Stored entries:

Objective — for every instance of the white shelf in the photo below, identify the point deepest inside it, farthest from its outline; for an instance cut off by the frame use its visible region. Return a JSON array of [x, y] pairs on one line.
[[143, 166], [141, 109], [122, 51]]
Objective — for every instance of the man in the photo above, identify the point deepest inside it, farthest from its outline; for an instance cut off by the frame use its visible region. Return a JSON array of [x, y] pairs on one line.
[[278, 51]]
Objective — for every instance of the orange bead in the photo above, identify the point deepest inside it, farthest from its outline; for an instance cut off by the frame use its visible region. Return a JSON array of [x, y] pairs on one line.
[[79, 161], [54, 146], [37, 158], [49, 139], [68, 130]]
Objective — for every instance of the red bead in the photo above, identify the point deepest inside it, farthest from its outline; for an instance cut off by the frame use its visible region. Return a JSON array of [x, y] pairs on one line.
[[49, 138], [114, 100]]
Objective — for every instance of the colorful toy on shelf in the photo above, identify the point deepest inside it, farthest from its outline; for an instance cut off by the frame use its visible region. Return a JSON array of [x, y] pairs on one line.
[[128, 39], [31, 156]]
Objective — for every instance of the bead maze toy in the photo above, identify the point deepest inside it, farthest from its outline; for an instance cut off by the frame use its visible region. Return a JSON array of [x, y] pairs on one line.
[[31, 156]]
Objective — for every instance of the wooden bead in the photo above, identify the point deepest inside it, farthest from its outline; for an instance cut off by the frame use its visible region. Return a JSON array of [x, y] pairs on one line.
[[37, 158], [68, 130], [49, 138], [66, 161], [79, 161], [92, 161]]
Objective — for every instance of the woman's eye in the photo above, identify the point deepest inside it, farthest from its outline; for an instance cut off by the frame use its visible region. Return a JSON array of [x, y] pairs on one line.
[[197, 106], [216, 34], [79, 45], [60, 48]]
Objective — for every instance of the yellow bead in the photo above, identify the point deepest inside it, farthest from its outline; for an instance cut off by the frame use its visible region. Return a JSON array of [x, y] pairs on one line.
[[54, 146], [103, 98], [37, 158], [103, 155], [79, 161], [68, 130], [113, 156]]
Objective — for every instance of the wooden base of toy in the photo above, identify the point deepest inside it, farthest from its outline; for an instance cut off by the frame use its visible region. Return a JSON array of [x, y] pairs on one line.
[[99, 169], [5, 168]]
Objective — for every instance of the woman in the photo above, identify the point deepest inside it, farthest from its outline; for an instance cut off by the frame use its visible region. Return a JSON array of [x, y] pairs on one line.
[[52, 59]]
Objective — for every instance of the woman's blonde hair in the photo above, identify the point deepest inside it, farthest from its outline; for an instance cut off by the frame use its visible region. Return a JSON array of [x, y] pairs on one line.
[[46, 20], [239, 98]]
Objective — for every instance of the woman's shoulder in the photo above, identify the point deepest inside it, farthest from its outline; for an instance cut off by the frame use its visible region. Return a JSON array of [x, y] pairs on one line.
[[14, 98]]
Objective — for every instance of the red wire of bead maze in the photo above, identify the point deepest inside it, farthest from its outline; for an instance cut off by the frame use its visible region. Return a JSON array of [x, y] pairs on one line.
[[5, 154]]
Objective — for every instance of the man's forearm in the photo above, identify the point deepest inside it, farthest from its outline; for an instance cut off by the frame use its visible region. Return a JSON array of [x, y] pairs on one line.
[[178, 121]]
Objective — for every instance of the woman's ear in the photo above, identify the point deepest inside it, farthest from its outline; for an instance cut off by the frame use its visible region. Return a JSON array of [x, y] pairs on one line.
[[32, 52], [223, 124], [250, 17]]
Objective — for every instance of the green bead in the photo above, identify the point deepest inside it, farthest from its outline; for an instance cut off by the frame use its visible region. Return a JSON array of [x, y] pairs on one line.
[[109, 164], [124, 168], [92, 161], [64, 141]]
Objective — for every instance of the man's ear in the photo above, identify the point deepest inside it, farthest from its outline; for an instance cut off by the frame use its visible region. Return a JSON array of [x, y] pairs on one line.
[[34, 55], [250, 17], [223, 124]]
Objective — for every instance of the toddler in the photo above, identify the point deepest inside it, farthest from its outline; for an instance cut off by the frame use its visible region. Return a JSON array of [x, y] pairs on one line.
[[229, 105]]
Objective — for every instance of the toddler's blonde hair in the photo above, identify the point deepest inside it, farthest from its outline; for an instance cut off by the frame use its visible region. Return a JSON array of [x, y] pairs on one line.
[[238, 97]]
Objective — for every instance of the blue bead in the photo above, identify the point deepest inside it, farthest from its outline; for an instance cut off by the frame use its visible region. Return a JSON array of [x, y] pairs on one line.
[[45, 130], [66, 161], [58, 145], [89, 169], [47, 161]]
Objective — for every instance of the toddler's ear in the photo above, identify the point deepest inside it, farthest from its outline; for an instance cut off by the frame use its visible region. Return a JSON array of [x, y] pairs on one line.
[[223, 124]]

● **STATED EXERCISE**: Rewrite the stored entries above, replacing "Objective" with "Goal" wherever it occurs and keeping every other character the same.

● **WRITTEN REPLY**:
Goal — for every instance of the white shelf in the photo below, identify the point deepest inside it, farthest from its outline; for an instance cut off by the frame use its visible region. Return a JSON array of [x, y] pairs on one line.
[[143, 166], [141, 109], [122, 51]]
Goal — for every instance of the man in the photo above, identify the point deepest inside it, farthest from its outline; for an instance cut off by the frame use its visible region. Return a JSON array of [x, y] pairs on one line.
[[278, 51]]
Goal — for every instance of the orange bead in the photo above, identify the point deepest inside it, farthest from its outline; for an instance cut off by the frame use its visible region. Return a JSON array of [x, y] pairs on one line.
[[79, 161], [54, 146], [37, 158], [49, 139], [68, 130]]
Goal — for every instance of the red bead in the photo above, identify the point deepest inside it, farthest from its outline; for an instance cut off by the frame use its visible region. Return a JSON array of [x, y] pairs on one line.
[[49, 138], [114, 100]]
Goal — for every instance of the colorful toy on shelf in the photo above, identify the point deepest inside it, farthest from its outline; for an instance cut off by the frame use its visible region. Return a JSON array of [x, y] pairs on one line.
[[128, 39], [31, 156]]
Goal — for every instance of the bead maze toy in the photo above, identify the point deepest inside it, farthest from its outline; for an instance cut off by the frame use its visible region. Return a JSON array of [x, y] pairs on one line.
[[31, 156]]
Goal — for every instance of the wooden bead in the photo above, identify the point deepest inside it, farthest from its outline; for an instance cut off by the frame use its visible region. Return a JSON array of [x, y] pairs on one line.
[[37, 158], [68, 130], [49, 138], [66, 161], [79, 161], [92, 161]]
Goal — for every instance of the woman's eye in the photo above, identify the point deepest inside it, farthest from its outline; for an instance cut off by the frame use its visible region. Return a JSON array of [x, y] pairs on one line.
[[197, 106], [216, 34], [79, 45], [60, 48]]
Goal — for every instance of the yellow bead in the photo above, identify the point deepest inside it, farthest from its outline; for an instance cut off by the frame use its visible region. Return a JSON array of [x, y] pairs on one line.
[[54, 146], [103, 98], [37, 158], [103, 155], [79, 161], [68, 130], [113, 156]]
Goal — for every instance of the wooden base of toy in the photo above, identify the point deepest inside it, farthest from its outline; for an instance cut off by the frame use its visible region. Return a JSON array of [x, y] pairs on one line.
[[99, 169], [5, 168]]
Goal — for every instance of the woman in the photo above, identify the point deepest inside it, farthest from its outline; for an instance cut off by the frame use its visible region. Return a JSON array of [x, y] pairs on one line.
[[52, 59]]
Goal — for every instance of the woman's blonde hair in the photo above, identify the point deepest inside it, farthest from its outline; for an instance cut off by the frame use its visible region. Return a JSON array of [x, y] pairs on one line.
[[46, 20], [239, 98]]
Goal — for every instance of the woman's shoulder in the photo above, identify the point deepest inside it, farthest from its outline; for an instance cut off by the frame use its visible region. Return a JSON array of [x, y] pairs on one line.
[[14, 98]]
Goal — for every instance of the red wire of bead maze in the photo above, identify the point deepest inside it, farthest from its outline; for an instance cut off by the frame use its visible region. Return a JSON array of [x, y] pairs on one line.
[[5, 154]]
Goal — for every instance of the man's forearm in the photo above, identify the point deepest inside it, farthest from its outline; for an instance cut off by the frame use its visible region. Return a JSON array of [x, y] pairs on one line.
[[178, 121]]
Goal — for every instance of the woman's ear in the photo above, identify the point deepest inside it, farthest from its outline; for an instance cut off by the frame use its visible region. Return a JSON array of [x, y] pairs on one line.
[[32, 52], [223, 124], [250, 17]]
Goal — for every instance of the green bead in the photo above, identify the point deepest inside it, farthest from its outline; for an instance cut off by the frame use its visible region. Return a JSON array of [x, y] pairs on one line.
[[109, 164], [124, 168], [92, 161], [64, 141]]
Goal — for every instance of the man's ear in the photo above, identify the point deepest inside it, farthest from its outline; for an instance cut off by the frame use its visible region. Return a JSON array of [x, y] pairs on one line.
[[34, 55], [250, 17], [223, 124]]
Goal — for every instance of the toddler in the photo above, identify the point deepest inside it, farthest from its outline; for an instance cut off by the frame use its visible region. Return a JSON array of [x, y] pairs on one line.
[[229, 105]]
Goal — for every instance of the toddler's blonde hair in the photo above, identify the point deepest inside it, farthest from its outline; for an instance cut off by the frame use its visible region. Return a JSON array of [x, y] pairs on one line.
[[238, 97]]
Goal — for every instance of the blue bead in the photo above, identify the point deepest inside it, farthest from its outline; for an instance cut off by the frame use its visible region. Return a JSON array of [x, y] pairs on one line.
[[45, 130], [66, 161], [58, 145], [89, 169], [47, 161]]
Goal — for every instance of the toddler's ear in the photo above, identify the point deepest inside it, farthest from its outline; for an instance cut off by the frame use its visible region. Return a JSON array of [x, y] pairs on one line.
[[223, 124]]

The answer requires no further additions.